Reproduce every line of the records from the start down through the line that contains "(1000, 550)", both ends included, keeping the requests and increasing each coordinate in the answers by 33. Leave the pictures out.

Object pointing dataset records

•••••

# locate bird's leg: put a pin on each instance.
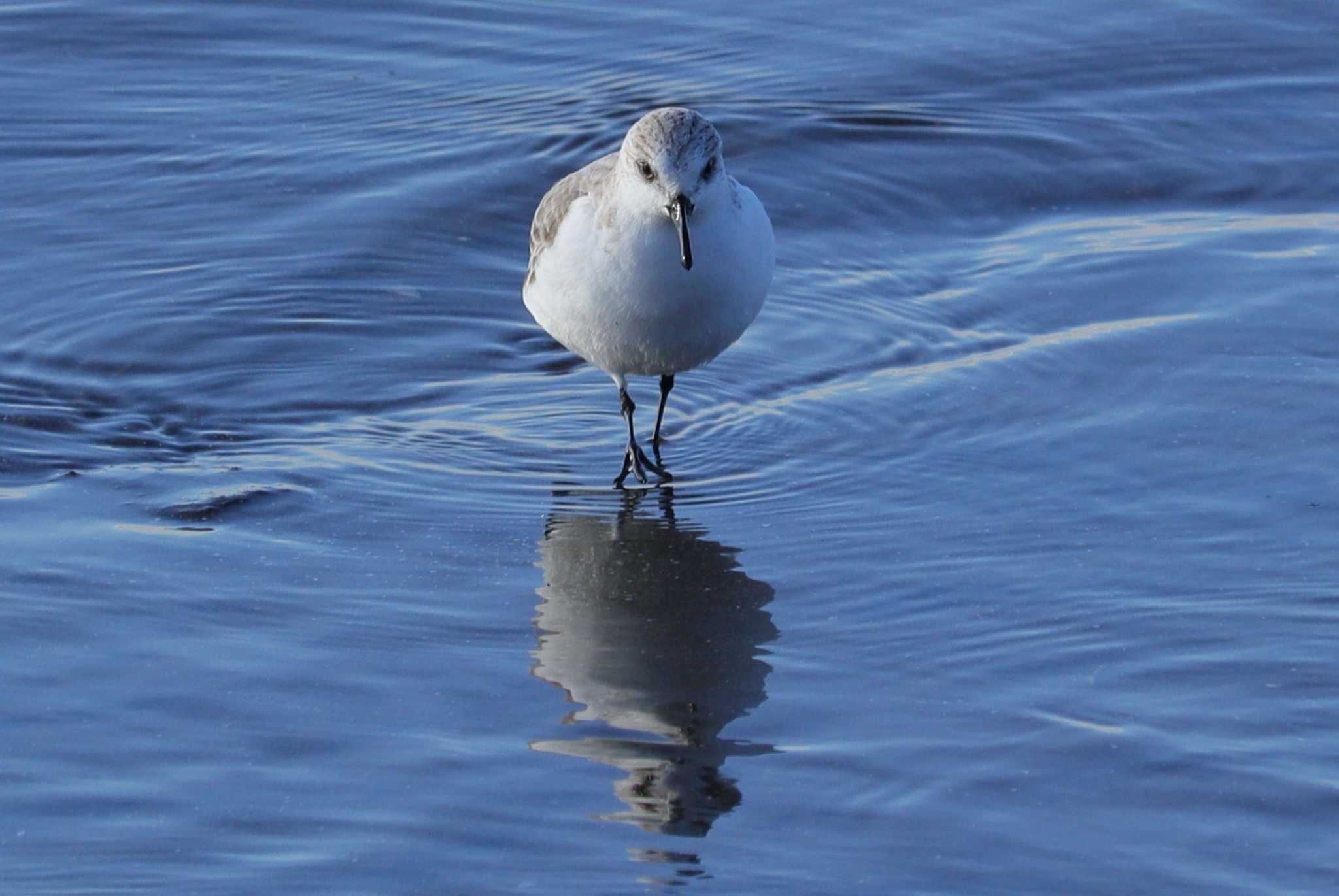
(634, 458)
(666, 385)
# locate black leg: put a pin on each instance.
(634, 458)
(666, 385)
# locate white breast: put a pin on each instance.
(617, 293)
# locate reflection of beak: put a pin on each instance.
(679, 212)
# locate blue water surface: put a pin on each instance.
(1000, 554)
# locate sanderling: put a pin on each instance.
(615, 278)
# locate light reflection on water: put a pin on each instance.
(658, 633)
(1033, 441)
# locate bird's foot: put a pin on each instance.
(635, 461)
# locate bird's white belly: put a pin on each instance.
(618, 295)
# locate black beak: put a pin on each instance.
(679, 212)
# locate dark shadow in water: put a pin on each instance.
(656, 631)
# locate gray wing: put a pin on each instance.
(587, 181)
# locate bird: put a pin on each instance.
(650, 261)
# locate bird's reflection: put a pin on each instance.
(655, 630)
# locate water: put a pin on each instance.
(1000, 551)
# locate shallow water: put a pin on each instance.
(1000, 550)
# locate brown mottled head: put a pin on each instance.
(674, 157)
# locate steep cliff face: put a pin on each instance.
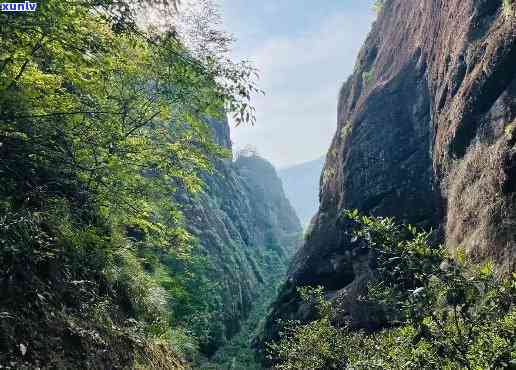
(426, 133)
(301, 184)
(247, 230)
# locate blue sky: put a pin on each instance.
(304, 51)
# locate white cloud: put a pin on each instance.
(301, 75)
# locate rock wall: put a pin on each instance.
(246, 228)
(426, 134)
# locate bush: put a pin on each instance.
(444, 314)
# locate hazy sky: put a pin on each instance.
(305, 50)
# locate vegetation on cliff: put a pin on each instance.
(101, 121)
(439, 311)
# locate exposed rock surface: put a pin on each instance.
(426, 133)
(246, 228)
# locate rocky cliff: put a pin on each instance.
(426, 134)
(301, 184)
(246, 229)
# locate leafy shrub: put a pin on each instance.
(507, 8)
(445, 314)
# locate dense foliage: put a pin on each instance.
(442, 312)
(101, 120)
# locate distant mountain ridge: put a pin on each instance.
(301, 185)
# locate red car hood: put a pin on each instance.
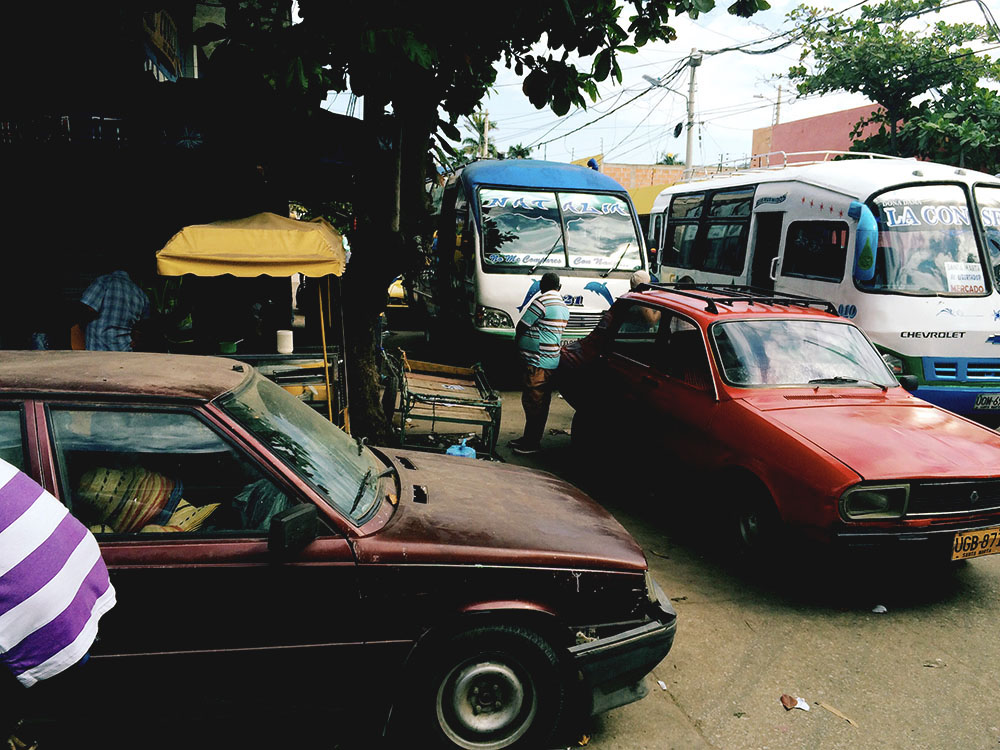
(887, 437)
(493, 513)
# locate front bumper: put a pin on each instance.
(928, 537)
(614, 668)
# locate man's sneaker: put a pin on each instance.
(522, 448)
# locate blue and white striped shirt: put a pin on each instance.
(546, 317)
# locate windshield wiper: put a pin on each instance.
(546, 256)
(840, 379)
(615, 267)
(361, 489)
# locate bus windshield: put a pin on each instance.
(988, 200)
(927, 243)
(523, 230)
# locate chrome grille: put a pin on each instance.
(583, 320)
(984, 370)
(946, 370)
(961, 497)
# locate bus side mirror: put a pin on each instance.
(865, 241)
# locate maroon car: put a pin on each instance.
(254, 546)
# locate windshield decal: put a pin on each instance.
(965, 278)
(900, 215)
(600, 289)
(585, 207)
(932, 334)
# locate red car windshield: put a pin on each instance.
(778, 352)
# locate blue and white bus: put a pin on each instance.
(502, 224)
(910, 250)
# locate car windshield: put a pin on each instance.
(317, 450)
(797, 352)
(988, 199)
(523, 230)
(926, 244)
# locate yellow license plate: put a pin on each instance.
(975, 543)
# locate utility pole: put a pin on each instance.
(486, 133)
(693, 62)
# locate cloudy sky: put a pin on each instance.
(735, 93)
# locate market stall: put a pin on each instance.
(267, 244)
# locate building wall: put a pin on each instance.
(829, 132)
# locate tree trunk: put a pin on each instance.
(391, 212)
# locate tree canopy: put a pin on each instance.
(925, 76)
(420, 70)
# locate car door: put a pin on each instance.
(664, 384)
(181, 508)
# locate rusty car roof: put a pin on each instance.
(176, 376)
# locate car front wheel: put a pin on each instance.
(496, 687)
(757, 525)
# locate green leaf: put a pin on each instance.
(602, 65)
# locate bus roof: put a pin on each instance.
(858, 178)
(532, 173)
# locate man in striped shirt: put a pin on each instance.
(539, 336)
(54, 587)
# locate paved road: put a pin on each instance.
(925, 674)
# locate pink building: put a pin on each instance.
(829, 132)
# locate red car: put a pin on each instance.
(258, 549)
(785, 419)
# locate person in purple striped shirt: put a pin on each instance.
(54, 587)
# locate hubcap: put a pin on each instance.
(485, 705)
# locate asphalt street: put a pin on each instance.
(886, 652)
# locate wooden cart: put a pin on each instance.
(440, 398)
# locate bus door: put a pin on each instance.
(765, 245)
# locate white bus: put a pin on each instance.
(502, 224)
(909, 250)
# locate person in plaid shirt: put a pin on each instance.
(110, 308)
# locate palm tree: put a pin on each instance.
(480, 143)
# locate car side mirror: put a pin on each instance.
(293, 529)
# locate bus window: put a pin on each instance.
(725, 240)
(656, 240)
(988, 199)
(926, 243)
(816, 250)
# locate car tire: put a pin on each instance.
(494, 687)
(756, 524)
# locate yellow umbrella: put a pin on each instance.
(264, 244)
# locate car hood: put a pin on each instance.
(888, 437)
(463, 510)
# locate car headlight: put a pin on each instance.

•••••

*Task output:*
# locate bird's leg: put a pin on each instance.
(667, 491)
(699, 418)
# locate black leg: put a pin on each instance.
(667, 491)
(699, 418)
# locate white breast: put a pin on each instance.
(650, 326)
# locate reflection of beak: put a pin on each instance.
(712, 245)
# locate blue water surface: put a pin on each instance.
(1033, 587)
# locate sanderling: put a pin on each instance.
(648, 311)
# locate light reflection on water: put a pin on each instance.
(691, 666)
(1066, 474)
# locate bird's foot: put a pin on each instance.
(668, 494)
# locate bird's white belly: put a pin on each instance.
(651, 328)
# locate black beak: put a pin on each instance.
(712, 245)
# locate dark shadow in water: put a pin on each instance.
(689, 664)
# locate gray wing: put a pin on each instance.
(620, 214)
# locate bird: put a pin on each instance.
(683, 294)
# locate bird's reflection: put a pin on each instance.
(688, 663)
# locate water: put a pin on each instance.
(1033, 584)
# locate shallow water: put a pin on each instance.
(1033, 583)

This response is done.